* Start *

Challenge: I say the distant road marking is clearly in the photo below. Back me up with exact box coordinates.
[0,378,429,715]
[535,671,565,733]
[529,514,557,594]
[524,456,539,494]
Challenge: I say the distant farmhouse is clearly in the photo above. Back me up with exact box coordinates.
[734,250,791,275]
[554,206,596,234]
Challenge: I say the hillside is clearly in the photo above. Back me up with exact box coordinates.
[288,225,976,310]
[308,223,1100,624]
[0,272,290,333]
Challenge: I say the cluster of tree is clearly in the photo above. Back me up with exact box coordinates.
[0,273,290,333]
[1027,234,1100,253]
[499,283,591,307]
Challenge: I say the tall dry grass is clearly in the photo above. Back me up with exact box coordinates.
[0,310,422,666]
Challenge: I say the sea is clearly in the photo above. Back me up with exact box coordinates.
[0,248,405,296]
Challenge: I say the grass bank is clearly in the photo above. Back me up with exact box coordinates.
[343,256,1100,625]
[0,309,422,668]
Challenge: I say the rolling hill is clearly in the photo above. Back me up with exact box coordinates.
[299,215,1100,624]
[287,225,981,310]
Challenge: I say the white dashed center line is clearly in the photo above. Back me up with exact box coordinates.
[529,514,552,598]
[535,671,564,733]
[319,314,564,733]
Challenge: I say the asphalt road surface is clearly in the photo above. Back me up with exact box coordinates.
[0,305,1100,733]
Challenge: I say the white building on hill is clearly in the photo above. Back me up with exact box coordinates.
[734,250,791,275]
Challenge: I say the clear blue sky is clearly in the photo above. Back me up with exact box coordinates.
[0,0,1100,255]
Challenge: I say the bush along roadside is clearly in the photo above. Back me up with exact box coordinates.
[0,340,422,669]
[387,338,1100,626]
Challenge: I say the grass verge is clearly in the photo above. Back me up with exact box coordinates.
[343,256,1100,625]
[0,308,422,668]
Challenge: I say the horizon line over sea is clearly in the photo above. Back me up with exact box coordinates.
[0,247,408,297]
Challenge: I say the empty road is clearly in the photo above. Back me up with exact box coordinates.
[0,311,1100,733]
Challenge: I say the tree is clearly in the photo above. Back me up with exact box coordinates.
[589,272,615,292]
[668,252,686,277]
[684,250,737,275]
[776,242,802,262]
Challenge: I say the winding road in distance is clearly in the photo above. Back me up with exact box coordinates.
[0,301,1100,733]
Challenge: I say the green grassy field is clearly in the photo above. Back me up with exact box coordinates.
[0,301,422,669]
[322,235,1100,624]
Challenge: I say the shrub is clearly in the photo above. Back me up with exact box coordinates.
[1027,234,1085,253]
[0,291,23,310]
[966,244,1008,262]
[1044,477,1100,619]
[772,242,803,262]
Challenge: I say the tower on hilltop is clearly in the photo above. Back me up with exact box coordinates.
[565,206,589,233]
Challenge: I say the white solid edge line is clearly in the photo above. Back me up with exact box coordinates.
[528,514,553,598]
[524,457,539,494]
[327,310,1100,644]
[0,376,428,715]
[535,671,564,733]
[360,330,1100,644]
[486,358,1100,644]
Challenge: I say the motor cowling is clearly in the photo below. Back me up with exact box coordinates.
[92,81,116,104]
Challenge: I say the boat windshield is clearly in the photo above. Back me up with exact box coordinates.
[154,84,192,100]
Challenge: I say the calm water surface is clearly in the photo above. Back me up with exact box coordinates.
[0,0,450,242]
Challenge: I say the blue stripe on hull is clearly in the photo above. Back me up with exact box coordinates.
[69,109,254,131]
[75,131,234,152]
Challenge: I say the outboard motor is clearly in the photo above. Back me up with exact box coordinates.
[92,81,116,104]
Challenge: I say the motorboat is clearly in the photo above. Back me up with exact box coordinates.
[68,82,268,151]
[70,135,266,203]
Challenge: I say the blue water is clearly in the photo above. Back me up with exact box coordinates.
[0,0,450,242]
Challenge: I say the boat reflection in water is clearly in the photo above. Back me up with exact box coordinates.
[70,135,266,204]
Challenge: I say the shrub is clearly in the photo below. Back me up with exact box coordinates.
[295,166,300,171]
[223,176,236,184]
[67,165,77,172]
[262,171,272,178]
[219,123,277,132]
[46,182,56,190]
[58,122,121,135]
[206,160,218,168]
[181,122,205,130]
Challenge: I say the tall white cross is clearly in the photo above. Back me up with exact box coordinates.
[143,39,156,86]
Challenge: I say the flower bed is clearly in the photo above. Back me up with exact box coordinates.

* End *

| WRITTEN PROBLEM |
Starting at the beginning of the records above and ending with the line containing "[0,311,1100,733]", write out those lines again, requests included, adding 72 to every box coordinate in the answers.

| COMPLETE RESPONSE |
Challenge: I say the distant road marking is clearly in the photo below. Back me up with exact box coordinates.
[72,450,501,787]
[607,743,637,805]
[601,586,629,666]
[596,528,611,566]
Challenge: I say the distant farmhouse is clearly in the photo above. Back me up with exact box coordinates.
[806,322,863,347]
[626,278,668,306]
Challenge: I say the hillside is clearly in the photo above. Back me up with exact box coordinates.
[360,297,1048,382]
[380,295,1172,696]
[72,344,362,405]
Challenge: I say the cluster of tree is clearly in the photo above. Back me up with exact box coordinates.
[72,345,362,405]
[1099,306,1172,325]
[571,355,663,379]
Challenge: I say the tall dry grass is clearly in the photo above. Back me up with exact box coordinates.
[72,382,494,738]
Challenge: I say the sea is clearly in the photo above. Back me up with exact box coordinates.
[72,320,477,368]
Challenge: I say the grass bank is clearly in the photo above. Back me up with exact box coordinates.
[415,328,1172,697]
[72,381,494,740]
Challenge: I say the rolling hill is clearly in the photo above. Back me up with exact box coordinates.
[371,287,1172,696]
[359,297,1053,382]
Challenge: I say the white dashed center line is clearly in the photo above. Back me up with exact box coordinates.
[601,586,624,670]
[607,743,636,805]
[391,386,636,805]
Challenge: I say the asphalt road surface is clearly in the photo above. Back me up with exact box coordinates.
[72,377,1172,805]
Challenge: I say the white building on hill is clearly in the photo above. Back me up with exact box coordinates.
[806,322,863,347]
Challenge: I say the clear blue sky is clearly in the photo above. Back me up with exact box coordinates.
[72,72,1172,327]
Challenge: I say the bush along roadside is clearly in the photo above. Back me up with exact box coordinates.
[72,412,494,741]
[459,410,1172,698]
Challenge: I say the grass verge is clearly in the photo above. Back me up with exact box coordinates.
[415,328,1172,697]
[72,380,494,740]
Challenge: I say the horizon line over sea is clearly in the photo above. Back me up with exact box coordinates.
[72,319,480,369]
Challenge: I say the empty road is clearly in the photo above. Back me up with exact box coordinates.
[72,383,1172,805]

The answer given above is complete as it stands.